- _Your assignment_: Look through the records below for the line with "Note to the class: point at the crowd". Return that line and each one after it up to and including the line with "Note to the class: point at the street", exactly.

** Records for the exercise follows **

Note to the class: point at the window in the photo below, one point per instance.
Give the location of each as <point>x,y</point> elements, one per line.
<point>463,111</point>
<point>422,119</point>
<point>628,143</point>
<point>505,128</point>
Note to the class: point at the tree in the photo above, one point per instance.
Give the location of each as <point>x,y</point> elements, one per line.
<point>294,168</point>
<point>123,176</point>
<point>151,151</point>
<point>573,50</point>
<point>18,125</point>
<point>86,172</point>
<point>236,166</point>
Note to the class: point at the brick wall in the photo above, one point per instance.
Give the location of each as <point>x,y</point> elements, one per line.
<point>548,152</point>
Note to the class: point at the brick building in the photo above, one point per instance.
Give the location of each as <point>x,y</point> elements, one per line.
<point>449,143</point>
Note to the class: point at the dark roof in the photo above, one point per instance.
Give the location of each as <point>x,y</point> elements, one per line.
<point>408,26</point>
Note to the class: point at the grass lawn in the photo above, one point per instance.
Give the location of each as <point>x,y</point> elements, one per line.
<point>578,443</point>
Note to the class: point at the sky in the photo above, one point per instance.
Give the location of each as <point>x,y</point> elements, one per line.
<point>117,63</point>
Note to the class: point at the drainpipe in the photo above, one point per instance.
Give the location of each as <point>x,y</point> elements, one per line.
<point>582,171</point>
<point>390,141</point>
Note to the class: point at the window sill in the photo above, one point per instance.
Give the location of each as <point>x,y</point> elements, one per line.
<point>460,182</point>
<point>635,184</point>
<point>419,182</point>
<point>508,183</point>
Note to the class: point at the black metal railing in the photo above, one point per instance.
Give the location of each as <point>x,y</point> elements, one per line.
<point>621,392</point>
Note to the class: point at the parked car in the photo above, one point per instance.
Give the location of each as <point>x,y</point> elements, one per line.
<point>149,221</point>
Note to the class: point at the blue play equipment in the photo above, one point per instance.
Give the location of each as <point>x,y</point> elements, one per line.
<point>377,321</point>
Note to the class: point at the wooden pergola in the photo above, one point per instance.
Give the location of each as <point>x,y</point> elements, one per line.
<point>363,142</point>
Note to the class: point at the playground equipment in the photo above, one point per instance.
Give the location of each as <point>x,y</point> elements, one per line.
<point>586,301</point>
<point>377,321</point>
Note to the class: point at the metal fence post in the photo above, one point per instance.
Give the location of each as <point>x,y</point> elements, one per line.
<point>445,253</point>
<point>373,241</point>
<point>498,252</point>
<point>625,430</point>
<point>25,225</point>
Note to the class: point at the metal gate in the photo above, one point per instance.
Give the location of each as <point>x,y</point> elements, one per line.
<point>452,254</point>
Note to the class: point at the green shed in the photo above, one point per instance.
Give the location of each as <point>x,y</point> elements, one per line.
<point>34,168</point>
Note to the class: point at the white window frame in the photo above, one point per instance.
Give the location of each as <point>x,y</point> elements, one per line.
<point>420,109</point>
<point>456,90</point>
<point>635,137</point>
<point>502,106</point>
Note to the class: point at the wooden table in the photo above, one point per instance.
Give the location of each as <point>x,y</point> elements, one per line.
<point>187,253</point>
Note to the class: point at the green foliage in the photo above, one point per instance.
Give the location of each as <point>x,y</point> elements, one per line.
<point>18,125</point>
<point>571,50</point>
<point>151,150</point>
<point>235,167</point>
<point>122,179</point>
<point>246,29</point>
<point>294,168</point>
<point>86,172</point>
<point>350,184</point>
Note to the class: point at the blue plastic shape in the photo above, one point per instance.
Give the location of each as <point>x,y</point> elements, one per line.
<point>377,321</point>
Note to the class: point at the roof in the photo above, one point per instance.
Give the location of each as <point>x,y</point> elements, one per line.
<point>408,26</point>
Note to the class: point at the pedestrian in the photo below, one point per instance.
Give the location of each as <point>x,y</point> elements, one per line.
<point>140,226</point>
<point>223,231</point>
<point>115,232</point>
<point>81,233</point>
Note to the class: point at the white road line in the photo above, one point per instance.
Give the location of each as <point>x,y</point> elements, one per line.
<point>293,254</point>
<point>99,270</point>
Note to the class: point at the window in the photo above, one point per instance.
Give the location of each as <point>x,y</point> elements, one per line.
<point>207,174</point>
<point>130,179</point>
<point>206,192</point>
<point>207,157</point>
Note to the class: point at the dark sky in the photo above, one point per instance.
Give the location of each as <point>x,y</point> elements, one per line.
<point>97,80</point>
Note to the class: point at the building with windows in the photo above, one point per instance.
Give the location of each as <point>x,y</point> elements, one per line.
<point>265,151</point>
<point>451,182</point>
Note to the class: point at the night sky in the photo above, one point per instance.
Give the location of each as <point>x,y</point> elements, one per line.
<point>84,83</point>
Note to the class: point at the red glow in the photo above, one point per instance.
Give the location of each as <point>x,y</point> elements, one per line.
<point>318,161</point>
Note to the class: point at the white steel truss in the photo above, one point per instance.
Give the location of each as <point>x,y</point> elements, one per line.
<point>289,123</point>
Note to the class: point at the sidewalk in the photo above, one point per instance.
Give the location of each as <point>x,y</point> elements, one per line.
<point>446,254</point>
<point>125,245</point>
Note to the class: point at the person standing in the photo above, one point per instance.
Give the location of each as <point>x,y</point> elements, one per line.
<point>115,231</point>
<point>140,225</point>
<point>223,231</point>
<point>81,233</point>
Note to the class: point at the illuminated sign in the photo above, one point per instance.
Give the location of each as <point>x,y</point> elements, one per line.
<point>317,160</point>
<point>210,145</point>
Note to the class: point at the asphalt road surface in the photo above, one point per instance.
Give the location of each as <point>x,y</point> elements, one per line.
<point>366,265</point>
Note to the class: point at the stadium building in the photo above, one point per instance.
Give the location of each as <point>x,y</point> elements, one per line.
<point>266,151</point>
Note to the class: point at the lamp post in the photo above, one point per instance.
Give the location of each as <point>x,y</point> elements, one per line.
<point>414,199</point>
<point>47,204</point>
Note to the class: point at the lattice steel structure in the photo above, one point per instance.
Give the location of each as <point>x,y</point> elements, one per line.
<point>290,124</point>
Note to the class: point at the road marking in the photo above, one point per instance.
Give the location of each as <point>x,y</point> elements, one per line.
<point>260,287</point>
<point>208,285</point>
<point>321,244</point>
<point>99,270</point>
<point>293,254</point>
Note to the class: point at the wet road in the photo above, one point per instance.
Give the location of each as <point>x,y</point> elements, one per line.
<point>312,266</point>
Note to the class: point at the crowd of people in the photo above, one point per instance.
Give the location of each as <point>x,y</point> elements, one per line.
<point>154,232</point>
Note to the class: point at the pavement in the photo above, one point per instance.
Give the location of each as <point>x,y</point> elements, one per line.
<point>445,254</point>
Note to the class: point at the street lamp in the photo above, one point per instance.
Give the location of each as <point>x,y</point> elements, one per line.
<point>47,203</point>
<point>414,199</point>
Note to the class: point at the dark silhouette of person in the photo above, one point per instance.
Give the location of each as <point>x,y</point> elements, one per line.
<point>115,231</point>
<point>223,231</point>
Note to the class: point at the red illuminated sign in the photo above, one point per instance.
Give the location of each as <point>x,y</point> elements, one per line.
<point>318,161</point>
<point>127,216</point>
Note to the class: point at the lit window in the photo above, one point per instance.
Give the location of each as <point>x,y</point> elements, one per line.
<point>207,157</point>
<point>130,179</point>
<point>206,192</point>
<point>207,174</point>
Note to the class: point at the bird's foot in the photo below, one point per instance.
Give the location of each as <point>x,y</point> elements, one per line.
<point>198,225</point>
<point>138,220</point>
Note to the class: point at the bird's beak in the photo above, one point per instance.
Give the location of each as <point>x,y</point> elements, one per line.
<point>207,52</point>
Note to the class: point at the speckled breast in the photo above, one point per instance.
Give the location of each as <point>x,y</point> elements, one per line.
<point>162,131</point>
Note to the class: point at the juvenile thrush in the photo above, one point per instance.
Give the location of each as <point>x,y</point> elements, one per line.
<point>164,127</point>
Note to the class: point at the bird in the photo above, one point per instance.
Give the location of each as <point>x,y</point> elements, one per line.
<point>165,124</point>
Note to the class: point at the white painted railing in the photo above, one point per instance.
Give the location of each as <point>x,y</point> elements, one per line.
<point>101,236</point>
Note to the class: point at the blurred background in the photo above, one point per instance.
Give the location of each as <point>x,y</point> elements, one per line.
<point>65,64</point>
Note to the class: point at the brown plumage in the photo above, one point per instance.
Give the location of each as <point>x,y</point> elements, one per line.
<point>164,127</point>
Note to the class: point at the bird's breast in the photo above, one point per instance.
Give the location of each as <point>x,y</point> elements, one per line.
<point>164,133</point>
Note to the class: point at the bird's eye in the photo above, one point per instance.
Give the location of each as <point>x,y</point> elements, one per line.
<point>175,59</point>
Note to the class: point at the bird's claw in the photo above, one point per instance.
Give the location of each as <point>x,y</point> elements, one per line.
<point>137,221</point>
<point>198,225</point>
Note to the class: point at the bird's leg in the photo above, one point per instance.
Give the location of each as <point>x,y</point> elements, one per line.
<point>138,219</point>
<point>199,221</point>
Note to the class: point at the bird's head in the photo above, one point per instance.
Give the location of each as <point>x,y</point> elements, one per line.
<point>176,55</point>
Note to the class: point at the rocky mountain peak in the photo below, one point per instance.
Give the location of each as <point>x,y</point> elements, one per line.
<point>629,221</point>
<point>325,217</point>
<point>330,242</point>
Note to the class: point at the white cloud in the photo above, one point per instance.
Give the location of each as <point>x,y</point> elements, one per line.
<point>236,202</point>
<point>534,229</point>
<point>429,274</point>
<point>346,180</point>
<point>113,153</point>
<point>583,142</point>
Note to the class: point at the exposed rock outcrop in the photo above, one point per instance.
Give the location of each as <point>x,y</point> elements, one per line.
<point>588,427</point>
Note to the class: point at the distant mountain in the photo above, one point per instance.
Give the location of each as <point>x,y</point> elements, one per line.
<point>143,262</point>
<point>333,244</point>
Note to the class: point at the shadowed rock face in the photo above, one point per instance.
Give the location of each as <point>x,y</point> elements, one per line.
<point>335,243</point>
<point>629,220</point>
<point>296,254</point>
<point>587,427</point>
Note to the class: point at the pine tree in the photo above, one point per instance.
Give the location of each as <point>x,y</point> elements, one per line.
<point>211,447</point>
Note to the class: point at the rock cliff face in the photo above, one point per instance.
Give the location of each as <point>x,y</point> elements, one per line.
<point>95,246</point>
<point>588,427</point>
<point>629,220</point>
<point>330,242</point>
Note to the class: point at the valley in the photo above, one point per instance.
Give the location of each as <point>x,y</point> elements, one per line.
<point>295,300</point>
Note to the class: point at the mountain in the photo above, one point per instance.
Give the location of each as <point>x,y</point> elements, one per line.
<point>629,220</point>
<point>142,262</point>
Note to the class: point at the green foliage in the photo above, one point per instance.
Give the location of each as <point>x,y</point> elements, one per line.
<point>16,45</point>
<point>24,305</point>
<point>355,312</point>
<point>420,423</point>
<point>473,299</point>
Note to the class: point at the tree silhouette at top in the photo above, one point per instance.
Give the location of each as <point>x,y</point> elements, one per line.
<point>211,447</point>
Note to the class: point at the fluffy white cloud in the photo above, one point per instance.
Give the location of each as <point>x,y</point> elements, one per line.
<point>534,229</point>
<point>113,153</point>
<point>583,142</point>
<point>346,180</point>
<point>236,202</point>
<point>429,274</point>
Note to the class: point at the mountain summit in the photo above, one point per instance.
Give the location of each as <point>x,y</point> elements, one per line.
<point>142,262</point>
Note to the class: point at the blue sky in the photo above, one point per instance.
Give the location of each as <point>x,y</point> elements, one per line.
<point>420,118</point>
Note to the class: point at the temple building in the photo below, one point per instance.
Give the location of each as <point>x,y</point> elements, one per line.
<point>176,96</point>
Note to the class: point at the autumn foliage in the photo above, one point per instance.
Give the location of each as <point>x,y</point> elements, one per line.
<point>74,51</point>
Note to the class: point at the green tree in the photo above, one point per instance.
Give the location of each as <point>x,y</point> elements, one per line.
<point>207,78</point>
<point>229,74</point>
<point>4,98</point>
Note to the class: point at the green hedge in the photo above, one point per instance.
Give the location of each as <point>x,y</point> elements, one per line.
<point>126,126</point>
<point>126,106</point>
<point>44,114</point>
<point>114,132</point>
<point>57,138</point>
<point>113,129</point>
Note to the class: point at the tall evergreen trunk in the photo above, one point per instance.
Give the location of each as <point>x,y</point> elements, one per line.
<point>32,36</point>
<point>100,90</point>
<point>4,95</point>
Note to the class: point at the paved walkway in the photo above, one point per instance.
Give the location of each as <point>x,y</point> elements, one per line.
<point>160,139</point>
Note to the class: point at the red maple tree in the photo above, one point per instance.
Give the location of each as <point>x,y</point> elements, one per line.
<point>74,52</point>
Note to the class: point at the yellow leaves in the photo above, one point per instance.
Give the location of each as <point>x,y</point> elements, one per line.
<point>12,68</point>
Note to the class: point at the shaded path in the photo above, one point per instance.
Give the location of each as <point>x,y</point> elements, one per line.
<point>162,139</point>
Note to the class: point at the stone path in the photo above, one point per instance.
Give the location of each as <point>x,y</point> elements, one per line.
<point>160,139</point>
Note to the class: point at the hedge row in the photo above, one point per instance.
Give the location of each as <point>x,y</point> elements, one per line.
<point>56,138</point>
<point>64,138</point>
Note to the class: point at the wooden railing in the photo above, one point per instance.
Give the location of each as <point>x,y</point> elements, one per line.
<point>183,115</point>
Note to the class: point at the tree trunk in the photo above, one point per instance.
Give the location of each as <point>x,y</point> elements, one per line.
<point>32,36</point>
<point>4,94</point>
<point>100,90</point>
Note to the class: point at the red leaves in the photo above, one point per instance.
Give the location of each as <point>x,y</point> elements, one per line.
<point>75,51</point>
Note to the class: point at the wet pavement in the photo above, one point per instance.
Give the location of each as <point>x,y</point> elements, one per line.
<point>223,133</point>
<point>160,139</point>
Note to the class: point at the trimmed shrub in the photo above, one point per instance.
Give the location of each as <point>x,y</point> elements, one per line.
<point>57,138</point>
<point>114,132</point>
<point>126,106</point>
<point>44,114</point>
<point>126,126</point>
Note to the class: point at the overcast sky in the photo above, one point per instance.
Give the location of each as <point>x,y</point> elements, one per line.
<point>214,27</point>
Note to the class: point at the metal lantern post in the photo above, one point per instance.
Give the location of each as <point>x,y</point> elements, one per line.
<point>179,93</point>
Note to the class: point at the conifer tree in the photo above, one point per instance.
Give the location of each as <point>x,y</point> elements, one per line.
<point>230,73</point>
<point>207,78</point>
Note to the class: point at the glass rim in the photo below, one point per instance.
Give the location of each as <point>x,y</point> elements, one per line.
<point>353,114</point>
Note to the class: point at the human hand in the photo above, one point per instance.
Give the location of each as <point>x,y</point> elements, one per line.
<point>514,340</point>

** End of Records for the exercise **

- _Response_:
Note to the class: point at the crowd of people in the photo above, one point per instance.
Give the location of each as <point>x,y</point> elements, one per line.
<point>154,232</point>
Note to the class: point at the pavement in the photo above, one point per instance.
Give the location of each as <point>x,y</point> elements, one per line.
<point>445,254</point>
Note to the class: point at the street lamp in the photo above, one point per instance.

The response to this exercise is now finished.